» **PROBLEM TO SOLVE**
Rewrite all of the rows below with "tab character" changed to "single space" wherever it occurs, keeping everything else unchanged. Leave the pictures out of your answer.

» **RECORDS SHOWN**
##############################
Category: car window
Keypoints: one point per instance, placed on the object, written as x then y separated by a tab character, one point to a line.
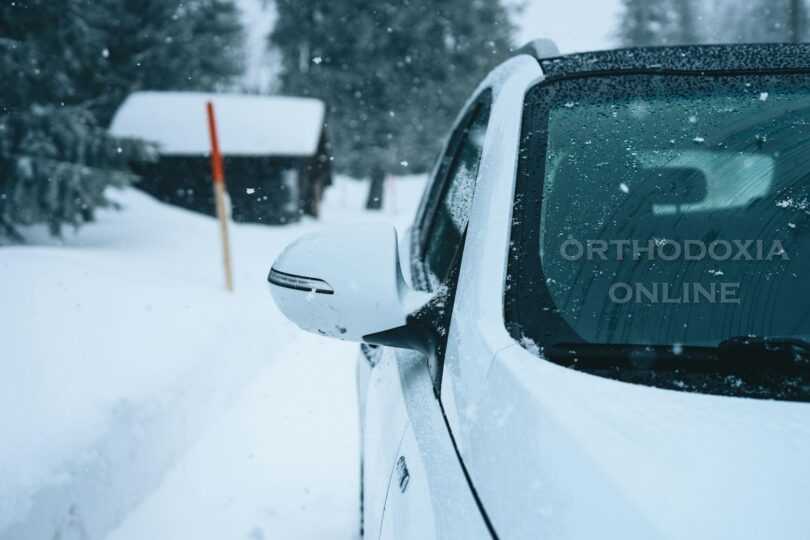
666	212
456	187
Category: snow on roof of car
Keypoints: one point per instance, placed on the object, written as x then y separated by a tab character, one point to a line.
773	56
247	125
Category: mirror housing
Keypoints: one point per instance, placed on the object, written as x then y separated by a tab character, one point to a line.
345	282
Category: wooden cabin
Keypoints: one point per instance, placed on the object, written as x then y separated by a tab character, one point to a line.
275	150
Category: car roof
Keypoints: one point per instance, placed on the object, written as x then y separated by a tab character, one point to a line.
748	57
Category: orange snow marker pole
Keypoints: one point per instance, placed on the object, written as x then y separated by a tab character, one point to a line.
219	195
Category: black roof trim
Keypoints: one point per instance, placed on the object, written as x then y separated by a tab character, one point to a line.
741	57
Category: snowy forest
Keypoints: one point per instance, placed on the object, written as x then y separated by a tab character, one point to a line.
393	74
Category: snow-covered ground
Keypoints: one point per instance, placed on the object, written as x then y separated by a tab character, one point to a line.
140	400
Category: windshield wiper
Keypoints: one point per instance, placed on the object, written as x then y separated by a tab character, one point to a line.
740	355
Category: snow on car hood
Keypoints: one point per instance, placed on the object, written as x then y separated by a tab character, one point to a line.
561	454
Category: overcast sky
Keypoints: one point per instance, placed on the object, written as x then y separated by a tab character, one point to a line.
576	25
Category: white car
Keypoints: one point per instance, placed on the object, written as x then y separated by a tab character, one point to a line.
604	333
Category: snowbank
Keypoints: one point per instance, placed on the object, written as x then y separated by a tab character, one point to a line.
127	370
247	125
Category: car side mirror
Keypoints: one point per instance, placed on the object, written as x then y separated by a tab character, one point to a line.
345	282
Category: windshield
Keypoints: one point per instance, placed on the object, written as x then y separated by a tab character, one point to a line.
663	209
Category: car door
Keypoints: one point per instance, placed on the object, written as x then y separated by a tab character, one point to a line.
428	492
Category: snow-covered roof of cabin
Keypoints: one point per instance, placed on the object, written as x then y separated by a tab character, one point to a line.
247	125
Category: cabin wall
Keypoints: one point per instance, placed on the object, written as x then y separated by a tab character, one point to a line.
262	190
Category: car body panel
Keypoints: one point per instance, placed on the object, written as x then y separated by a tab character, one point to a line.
583	456
436	502
385	421
477	328
552	452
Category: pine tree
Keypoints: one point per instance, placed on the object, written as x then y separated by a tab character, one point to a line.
164	45
66	65
393	74
646	23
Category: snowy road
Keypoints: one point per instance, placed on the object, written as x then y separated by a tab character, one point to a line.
141	401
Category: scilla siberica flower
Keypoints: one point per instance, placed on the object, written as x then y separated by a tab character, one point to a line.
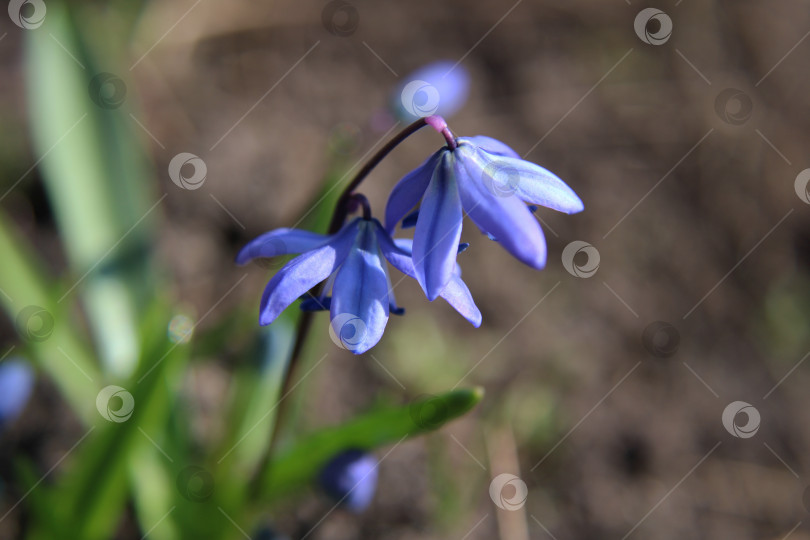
487	180
353	262
350	477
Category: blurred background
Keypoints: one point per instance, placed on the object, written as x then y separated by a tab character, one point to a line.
649	383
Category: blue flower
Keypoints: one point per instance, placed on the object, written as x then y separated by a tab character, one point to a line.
351	478
16	384
437	88
353	264
487	180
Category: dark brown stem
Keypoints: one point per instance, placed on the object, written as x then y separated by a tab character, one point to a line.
341	209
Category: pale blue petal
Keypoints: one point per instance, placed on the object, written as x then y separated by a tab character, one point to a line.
502	216
458	295
360	304
493	146
534	184
280	242
304	272
438	230
455	292
408	191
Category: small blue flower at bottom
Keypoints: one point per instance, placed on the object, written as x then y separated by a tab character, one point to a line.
353	264
486	179
351	478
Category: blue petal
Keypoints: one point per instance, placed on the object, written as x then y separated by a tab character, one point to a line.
280	242
437	88
491	145
408	191
502	216
360	301
350	478
458	295
438	230
314	303
304	272
532	183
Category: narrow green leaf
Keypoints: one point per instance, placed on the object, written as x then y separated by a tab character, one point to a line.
95	172
44	326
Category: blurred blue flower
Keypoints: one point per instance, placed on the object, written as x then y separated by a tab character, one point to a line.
437	88
267	532
353	264
16	384
351	478
487	180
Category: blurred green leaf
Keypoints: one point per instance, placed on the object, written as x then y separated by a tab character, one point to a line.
298	464
89	500
153	492
96	173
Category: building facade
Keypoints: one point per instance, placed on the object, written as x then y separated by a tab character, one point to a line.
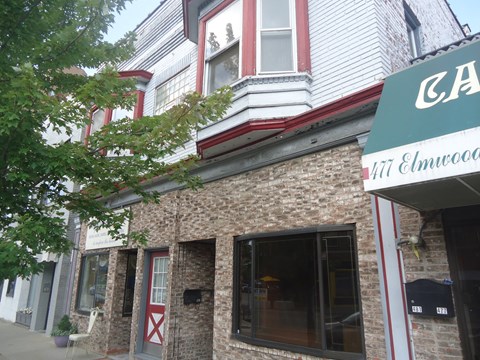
282	254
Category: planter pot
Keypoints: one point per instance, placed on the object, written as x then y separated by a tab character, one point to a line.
60	341
23	319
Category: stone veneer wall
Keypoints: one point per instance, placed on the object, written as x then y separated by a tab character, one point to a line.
434	339
317	189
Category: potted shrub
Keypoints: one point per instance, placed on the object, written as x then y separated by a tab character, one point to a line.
62	330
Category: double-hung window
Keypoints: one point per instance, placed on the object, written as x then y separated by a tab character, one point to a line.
299	291
413	32
170	92
93	282
222	47
276	30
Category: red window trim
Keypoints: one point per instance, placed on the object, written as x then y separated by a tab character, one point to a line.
137	113
303	38
249	36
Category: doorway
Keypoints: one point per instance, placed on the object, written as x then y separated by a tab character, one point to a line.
462	229
154	330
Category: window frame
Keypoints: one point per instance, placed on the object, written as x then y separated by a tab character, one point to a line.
173	101
248	62
82	276
207	60
292	28
129	291
413	32
286	346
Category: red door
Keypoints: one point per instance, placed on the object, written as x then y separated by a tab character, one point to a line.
157	294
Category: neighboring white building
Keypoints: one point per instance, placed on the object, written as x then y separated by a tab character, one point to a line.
281	255
40	301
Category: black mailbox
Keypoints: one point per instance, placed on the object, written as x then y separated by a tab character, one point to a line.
429	298
192	296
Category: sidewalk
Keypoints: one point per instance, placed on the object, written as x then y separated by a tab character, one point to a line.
19	343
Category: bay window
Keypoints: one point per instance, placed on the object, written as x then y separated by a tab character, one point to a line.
93	282
299	291
222	47
251	37
275	35
170	92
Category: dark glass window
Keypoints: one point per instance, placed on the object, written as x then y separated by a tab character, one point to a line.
299	291
129	284
93	282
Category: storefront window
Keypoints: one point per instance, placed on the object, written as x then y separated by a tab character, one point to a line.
299	291
93	282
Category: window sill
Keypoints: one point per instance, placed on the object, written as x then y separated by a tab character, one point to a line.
245	342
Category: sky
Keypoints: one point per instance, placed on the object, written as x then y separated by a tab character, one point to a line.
467	11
##############################
» **FINAL RESULT**
Category: car window
Keypoints: one point per instance, placed on the object, written as x then y separated by a single space, one point to a line.
666	212
456	187
Category: snow on roof of car
Keypoints: one point per instance, placed on the object, written as x then y separated by a single space, one point to a line.
773	56
247	125
Category: mirror housing
Keypoints: one point per instance, placed on the object, written as x then y separated by a single space, one point to a line.
345	282
Category: wooden cabin
Keypoints: one point per instance, placed on the object, written as x then y separated by a single space, one point to a line.
275	150
Category: car roof
Keypoints: one point per instance, placed on the object, written as x then y separated by a single space, one point to a line.
748	57
Category: orange snow marker pole
Keypoints: one point per instance, placed on the object, written as x then y separated by a single space, one point to a line.
219	195
Category: black roof trim
Keypoints: one point per instance, placed on the object, written as x then y separated by a single space, one point to a line.
741	57
Category: snowy forest
Keypoints: one point per instance, placed on the object, written as x then y separated by a single space, one point to a line.
393	74
Category: snow-covered ground
Keypoints: one point per instance, placed on the object, written as x then y separated by a single space, one point to a line.
140	400
Category: windshield wiper
Keypoints: one point per instance, placed on the object, written as x then y separated by a single space, one point to a line.
740	355
Category: snow on car hood
Keypoints: one point per instance, placed on the object, written as x then y separated by a single space, one point to a line.
561	454
Category: overcast sky
Keypoints: one point per instance, placed on the object, written as x then y separated by a single space, one point to a line.
576	25
Category: white car
Keypoints: one point per instance, placed on the object, written as x then y separated by a single space, one point to a line.
604	333
Category: snowbank
Keypoints: one point per instance, placed on the object, written as x then y separated by a single space, one point to a line.
127	370
247	125
Category: car side mirror
Keypoints: one point per instance, placed on the object, written as x then y separated by a single space, one point to a line.
345	282
Category: windshield
Keypoints: one point per instance, placed on the object, written as x then y separated by a single space, one point to a line.
663	209
Category: car door
Keypoints: one point per instance, placed on the object, written as x then y separated by a single space, one point to a line.
428	492
Category: snow-covered roof of cabin
Keypoints: one point per instance, placed on the object, written as x then y separated by a single space, one point to a line.
247	125
Category: cabin wall
Keypoints: one point per instance, placed on the object, written as x then y separated by a single space, one point to a line.
262	190
Category: car body panel
Keypoints: one point per instance, placed on the object, written as x then y separated by a single space, one point to a line.
583	456
436	502
385	421
477	328
552	452
Category: pine tree
Keypoints: one point per instance, placed on the object, written as x then y separated by a single space, one point to a line.
164	45
66	65
393	74
646	23
Category: snowy road
Keypoints: one point per instance, placed on the object, written as x then y separated by a single space, one point to a line.
141	401
Category: scilla siberica flower
Keypoints: one point per instance, placed on the object, written as x then y separated by a single space, one point to a line.
487	180
353	262
350	477
Category: blurred background
Keypoints: one point per instance, placed on the object, written as x then y separated by a single space, one point to a line.
649	383
Category: blue flower
Keypoints: one point per instance, placed on the object, written as x then y separated by a single space, one point to a line.
351	478
16	384
437	88
353	264
487	180
Category: dark brown stem
Keypoints: one point per instance, placed on the object, written as x then y separated by a single space, one point to a line.
341	209
Category: pale blue petal
Keypoints: one point per instance, placed on the object, written as x then y separated by a single space, one point to a line.
502	216
458	295
360	304
493	146
534	184
280	242
304	272
438	230
455	292
408	191
Category: small blue flower at bottom
Keypoints: one point per instance, placed on the object, written as x then y separated by a single space, one point to a line.
353	264
486	179
351	478
Category: blue petal
Keypoints: one point per instance, placed on the object, written as x then y separated by a single space, one point to a line.
280	242
437	88
491	145
408	191
502	216
360	301
350	478
458	295
438	230
314	303
304	272
532	183
Category: narrow green leaf
Keypoints: one point per instance, placed on the object, written as x then y separated by a single space, one point to a line.
95	172
44	326
Category: blurred blue flower
Keypoints: one point per instance, placed on the object, written as x then y separated by a single space, one point to a line.
437	88
267	532
353	264
16	384
351	478
487	180
Category: blurred green leaf
Keypoints: one point per instance, placed on the object, written as x then y separated by a single space, one point to a line.
298	464
89	500
153	492
96	173
Category: building facade
Keypoints: one point per instance, placed on the object, written as x then y separated by a single space, one point to a line.
282	254
Category: planter pot
Keypoints: one point per instance, placed on the object, written as x then y separated by a single space, one point to a line.
60	341
23	319
Category: stone veneer wall
Keypoints: one point per instance, placed on the object, written as x then y separated by a single space, one point to a line.
434	339
317	189
Category: potted shrub
Keypoints: one point per instance, placed on the object, written as x then y separated by a single space, one point to a line.
62	330
Category: double-hung window
Keypoints: one point per instance, placed on the object, written as x then y separated by a single space, one point to a line.
299	291
413	32
170	92
93	282
222	47
276	30
Category: red window trim
Keypoints: one point per instance, placed on the object, written as x then y separated by a single space, one point to a line.
137	113
303	38
249	36
Category: doorway
Keypoints: one point per instance, placed on the object, written as x then y separated by a single space, one point to a line.
462	229
154	330
Category: window frame
Keypoints: one point per instance, placed on the object, written as x then y separated by a single space, one point to a line.
173	101
248	62
82	276
207	60
292	28
129	291
413	32
286	346
Category: red door
Keypoints: one point per instance, placed on the object, written as x then y separated by a single space, one point to a line.
157	294
Category: neighboring white building
Keypoints: one point per instance, placed on the object, written as x then y separated by a single space, one point to a line.
281	255
40	301
Category: black mailbox
Keypoints: one point per instance, placed on the object, written as x then y separated by a single space, one point to a line.
429	298
192	296
Category: sidewalk
Keypoints: one point per instance, placed on the object, written as x then y separated by a single space, one point to a line.
19	343
Category: bay window
Keypoints: one point per instance, placed on the object, written as x then y separated by a single space, one point to a line.
93	282
299	291
222	47
251	37
275	35
170	92
Category: dark glass window
Keypoints: one point per instance, placed on the object, written as x then y separated by a single space, one point to a line.
299	291
129	284
93	282
Category: storefront window
Keypoints: one point per instance, placed on the object, written as x then y separated by a single space, one point to a line.
299	291
93	282
Category: window sill
Keypoints: one point per instance, placed on the object, written as x then y separated by a single space, one point to a line.
245	342
Category: sky
Keypoints: one point per instance, placed on the object, written as x then y separated by a single space, one point to a line.
467	11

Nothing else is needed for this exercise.